* [What this task involves]:
A faithful, complete copy of the entries is the sole expected answer.

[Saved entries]

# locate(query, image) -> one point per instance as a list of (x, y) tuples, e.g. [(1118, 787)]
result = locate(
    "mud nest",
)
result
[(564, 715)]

* [Solution to this exercise]:
# locate(query, image) -> one point per instance as a list of (x, y) tuples, e.g. [(1118, 787)]
result = locate(
    "mud nest",
)
result
[(564, 715)]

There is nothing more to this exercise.